Entries from a pointing dataset:
──────
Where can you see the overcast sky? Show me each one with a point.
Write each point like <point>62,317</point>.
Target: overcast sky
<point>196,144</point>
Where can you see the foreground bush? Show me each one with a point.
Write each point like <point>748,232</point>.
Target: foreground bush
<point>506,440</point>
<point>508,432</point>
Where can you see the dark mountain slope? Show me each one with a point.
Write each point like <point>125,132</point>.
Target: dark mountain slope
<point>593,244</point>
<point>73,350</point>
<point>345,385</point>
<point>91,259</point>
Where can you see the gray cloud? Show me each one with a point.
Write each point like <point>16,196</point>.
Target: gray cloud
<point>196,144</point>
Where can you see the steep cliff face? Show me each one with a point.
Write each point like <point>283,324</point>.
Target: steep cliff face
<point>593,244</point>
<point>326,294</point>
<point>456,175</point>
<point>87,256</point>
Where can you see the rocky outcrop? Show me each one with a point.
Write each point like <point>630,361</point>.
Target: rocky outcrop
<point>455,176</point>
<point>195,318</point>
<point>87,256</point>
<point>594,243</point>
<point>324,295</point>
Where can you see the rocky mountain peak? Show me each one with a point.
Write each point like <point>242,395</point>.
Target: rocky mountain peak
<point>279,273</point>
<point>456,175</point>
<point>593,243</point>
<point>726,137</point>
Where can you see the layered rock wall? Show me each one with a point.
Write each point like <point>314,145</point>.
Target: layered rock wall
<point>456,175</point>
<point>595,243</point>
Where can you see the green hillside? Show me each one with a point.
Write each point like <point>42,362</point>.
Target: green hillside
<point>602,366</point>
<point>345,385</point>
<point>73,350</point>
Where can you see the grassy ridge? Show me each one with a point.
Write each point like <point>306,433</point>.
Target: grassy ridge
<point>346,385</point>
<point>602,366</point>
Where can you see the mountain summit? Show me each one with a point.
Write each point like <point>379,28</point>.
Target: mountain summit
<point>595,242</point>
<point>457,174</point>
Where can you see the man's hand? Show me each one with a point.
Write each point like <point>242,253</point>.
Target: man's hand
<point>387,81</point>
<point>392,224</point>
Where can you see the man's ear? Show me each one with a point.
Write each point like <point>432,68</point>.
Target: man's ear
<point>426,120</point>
──────
SET PROBLEM:
Reproduce the lines above verbatim, from the first to the last.

REPLY:
Where can you see the overcast sky? Show me each one with a point.
Write each point like <point>62,317</point>.
Target: overcast sky
<point>196,144</point>
Where can you see the foreground bush? Show me each one with a point.
Write each point like <point>748,232</point>.
Target: foreground bush
<point>506,440</point>
<point>508,432</point>
Where can you see the dark mountain slope? Show me each one with a point.
Write each point like <point>125,132</point>.
Target: dark mountain slope
<point>593,244</point>
<point>73,350</point>
<point>345,385</point>
<point>91,259</point>
Where can you see the gray cloud? Show me each one with a point.
Write each point like <point>16,196</point>.
Target: gray cloud
<point>196,144</point>
Where can you see the steep cliff face? Show me each one with a point.
Write each point like <point>283,324</point>.
Target: steep cliff face
<point>593,244</point>
<point>326,294</point>
<point>456,175</point>
<point>87,256</point>
Where can you see the rocky outcrop? Show me each one with a point.
Write each point like <point>630,361</point>.
Target: rocky outcrop
<point>455,176</point>
<point>195,318</point>
<point>87,256</point>
<point>594,243</point>
<point>324,295</point>
Where can you see the rocky mountain peak? Show me each one with a point.
Write each point like <point>242,395</point>.
Target: rocky mountain peak
<point>279,273</point>
<point>456,175</point>
<point>593,243</point>
<point>726,137</point>
Where can you see the layered rock wall? Show me each one with a point.
Write each point like <point>314,145</point>.
Target: layered rock wall
<point>456,175</point>
<point>595,243</point>
Where can you see the green hillside? Show me each one with a point.
Write each point like <point>42,362</point>.
Target: green hillside
<point>602,366</point>
<point>345,385</point>
<point>73,350</point>
Where can you see the grassy ridge? Show me each one with a point.
Write each point like <point>306,433</point>.
Target: grassy ridge
<point>346,385</point>
<point>602,366</point>
Where can you see the mountain summit? Show me each one with a point.
Write each point like <point>379,28</point>.
Target: mountain summit
<point>595,242</point>
<point>457,174</point>
Where can you see the man's hand? Show me each one with a point.
Write each point like <point>242,253</point>.
Target: man's hand
<point>387,81</point>
<point>392,224</point>
Where can you see the man's ear? Show me each one with a point.
Write each point like <point>432,68</point>.
Target: man's ear
<point>426,120</point>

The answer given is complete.